Native mass spectrum of WTp53 (A) incubated with 1 mM EDTA (B) or 2 mM H2O2 (C). IM-MS monitored the H2O2 oxidation of WTp53 over time (D). Travelling wave (TW) ion mobility (IM)-derived collision cross sections (CCS) of quadrupole-selected 9+ ions of Zn-p53 and (apo-p53)2S-S (E) Calculated relative abundances from the mass spectrometry data in (F) and globally fitted to a two consecutive reactions A → B → C (G). Individual steps in the H2O2 oxidation mechanism of WTp53 (H). Purple and yellow spheres represent Zn(II) ions and S atoms from Cys residues, respectively.
The formation of the disulfide product induces a conformational change, as evidenced by IM-MS. The observation of the (Zn-p53)2Cys-OH intermediate is in good agreement with our NEM results that determined the presence of two reactive Cys residues in p53. The calculated relative abundances from the mass spectrometry data were globally fitted to two consecutive reactions A → B → C, where A is Zn-p53, B is (Zn-p53)2Cys-OH, and C is (apo-p53)2S-S (Fig. 4). The observed first-order rate constants (kobs) were 0.09 s−1 and 0.08 s−1 at 523 K. Although qualitatively satisfactory, the data may not be directly compared with other experimental solvated data. We have based it on a single charge state, and we are then assuming this is equally representative of the protein in solution and that the ionization properties of the modified species are comparable during the calculation of relative abundances, and we ignore other factors (e.g., overlapping of isotopic distributions or estimation of S/N ratio), all of which are a potential source of errors that can alter the kobs estimation. Nevertheless, it can be clearly seen that the concentration of Zn-p53 decreases exponentially while (Zn-p53)2Cys-OH increases reaching a maximum value, and the product (apo-p53)2S-S increased continuously (Fig. 4). As the reaction proceed, (apo-p53)2S-S cooperatively reacts with H2O2 to yield (apo-p53)5S-S via a sulfenic acid intermediate (apo-p53)2S-S,2Cys-OH (Figs. S8 and 4G). To further confirm the formation of disulfides, aliquots of the reaction mixture were taken at various time points, and free Cys labelled with NEM (Fig. S9A–C). In the absence of H2O2, ten Cys residues were modified by NEM, indicating that all the Cys residues were in their reduced form (Cys-SH) (Fig. S9D). Upon H2O2 reaction, the species with 4, 6, and 8 NEM appeared, indicating that 6, 4, and 2 Cys residues were oxidized (Fig. S9E). Increasing H2O2 concentration resulted in the increase of apo-p53(NEM)6, suggesting a preference formation of a bis-disulfide product, as hypothesized in a previous report88.

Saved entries

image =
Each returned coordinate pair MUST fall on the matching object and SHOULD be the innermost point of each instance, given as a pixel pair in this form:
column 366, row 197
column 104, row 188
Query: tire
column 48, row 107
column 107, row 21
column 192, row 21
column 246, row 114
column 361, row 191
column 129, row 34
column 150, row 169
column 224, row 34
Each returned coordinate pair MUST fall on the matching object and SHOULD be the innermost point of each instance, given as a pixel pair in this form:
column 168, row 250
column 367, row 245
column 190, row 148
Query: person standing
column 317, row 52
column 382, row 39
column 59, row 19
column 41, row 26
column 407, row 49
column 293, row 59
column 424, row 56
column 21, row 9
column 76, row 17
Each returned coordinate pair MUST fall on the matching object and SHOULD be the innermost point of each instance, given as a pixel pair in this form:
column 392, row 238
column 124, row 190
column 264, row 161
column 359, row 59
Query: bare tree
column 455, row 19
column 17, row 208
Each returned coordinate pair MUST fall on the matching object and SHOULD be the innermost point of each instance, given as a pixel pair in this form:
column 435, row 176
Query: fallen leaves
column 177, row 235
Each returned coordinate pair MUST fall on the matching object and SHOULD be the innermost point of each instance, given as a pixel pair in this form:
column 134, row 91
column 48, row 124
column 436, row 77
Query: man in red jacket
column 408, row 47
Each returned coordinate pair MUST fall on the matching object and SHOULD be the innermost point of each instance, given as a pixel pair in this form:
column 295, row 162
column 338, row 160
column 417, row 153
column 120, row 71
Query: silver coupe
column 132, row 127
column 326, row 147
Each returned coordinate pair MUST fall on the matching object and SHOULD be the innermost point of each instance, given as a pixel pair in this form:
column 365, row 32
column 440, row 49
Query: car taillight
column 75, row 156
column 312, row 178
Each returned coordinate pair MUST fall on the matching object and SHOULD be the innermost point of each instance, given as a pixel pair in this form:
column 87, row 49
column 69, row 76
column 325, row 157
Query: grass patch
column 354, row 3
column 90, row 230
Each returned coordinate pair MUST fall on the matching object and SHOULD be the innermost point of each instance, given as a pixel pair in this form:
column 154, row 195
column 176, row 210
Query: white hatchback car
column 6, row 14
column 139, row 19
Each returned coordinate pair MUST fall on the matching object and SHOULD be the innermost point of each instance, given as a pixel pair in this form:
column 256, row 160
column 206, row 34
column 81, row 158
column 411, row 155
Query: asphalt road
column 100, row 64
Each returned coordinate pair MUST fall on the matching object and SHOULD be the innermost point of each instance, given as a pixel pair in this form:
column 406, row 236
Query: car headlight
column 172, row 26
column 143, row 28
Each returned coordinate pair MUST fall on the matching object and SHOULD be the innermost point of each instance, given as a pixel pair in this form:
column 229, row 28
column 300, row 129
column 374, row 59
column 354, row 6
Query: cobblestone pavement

* ACTIVITIES *
A) Quote the passage on p53 oxidation between "Native mass spectrum" and "Cys residues, respectively.", inclusive.
B) Write the next part of the passage on p53 oxidation by hydrogen peroxide, starting after its final sentence.

* ANSWERS BELOW *
A)
Native mass spectrum of WTp53 (A) incubated with 1 mM EDTA (B) or 2 mM H2O2 (C). IM-MS monitored the H2O2 oxidation of WTp53 over time (D). Travelling wave (TW) ion mobility (IM)-derived collision cross sections (CCS) of quadrupole-selected 9+ ions of Zn-p53 and (apo-p53)2S-S (E) Calculated relative abundances from the mass spectrometry data in (F) and globally fitted to a two consecutive reactions A → B → C (G). Individual steps in the H2O2 oxidation mechanism of WTp53 (H). Purple and yellow spheres represent Zn(II) ions and S atoms from Cys residues, respectively.

B)
Finally, we examine the H2O2 oxidation of the (Zn-p53)4DNA(p21) tetramer. Time-resolved measurements were used to monitor the relative intensities of the species involved in the reaction (Fig. 5). As in the prior experiment, two sulfenic acids are rapidly formed in both the DNA-free ((Zn-p53)2Cys-OH) and DNA-bound ((Zn-p53)2Cys-OH)4DNA(p21) p53 states (Fig. 5A–C). Moreover, the detection of signals with ∆m = 64 Da only in the DNA-bound complexes suggests either Cys oxidation in p53 or oxidative DNA damage, likely producing oxidized guanines (Fig. 5A). Guanine has the lowest oxidation potential compared to the other DNA bases and is therefore, the most readily oxidized base89. Indeed, biologically relevant 8-oxo guanine patterns have been mapped in human cells treated with physiological concentrations of H2O2, resembling two mutational signatures found in cancer89. Monitoring the mass distribution of the DNA-p53 complexes and monomeric p53 formation over time allowed us to calculate relative abundances and propose a plausible oxidation mechanism (Fig. 5C). The formation of ((Zn-p53)2Cys-OH)4DNA(p21) is followed by an oxidative dissociation, where the sulfenic acids in p53 react with Zn(II)-binding cysteine residues, resulting in concomitant Zn(II) dissociation and disulfide formation, which leads to dissociation from a promoter sequence for the p21 gene (Fig. 5C). The (apo-p53)2S-S species are eventually further oxidized by H2O2, yielding (apo-p53)5S-S. We next examined whether these mechanisms also occur in the presence of zinc metallothionein-2 (MT), a H2O2 scavenger90. The role of MT in redox processes is evidenced by the fact that its production increases in response to various oxidative stressors91,92. Additionally, cells that overexpress MT exhibit enhanced protection against oxidative stress93,94,95. Using 200:2:1 molar equivalents of H2O2:Zn7MT2:p53, we observed the rapid dissociation of six out of seven Zn(II) ions from MT2 and the formation of two sulfenic acids in Zn-p53 (Fig. S10A). Within 10 min of reaction with H2O2, all 20 cysteines of MT2 are oxidized, leading to the concomitant dissociation of all seven zinc ions (Fig. S10B). The sulfenic acids in p53 react as above with the formation of (apo-p53)5S-S. These results reflect the role of the two reactive Cys residues in protecting p53 against H2O2.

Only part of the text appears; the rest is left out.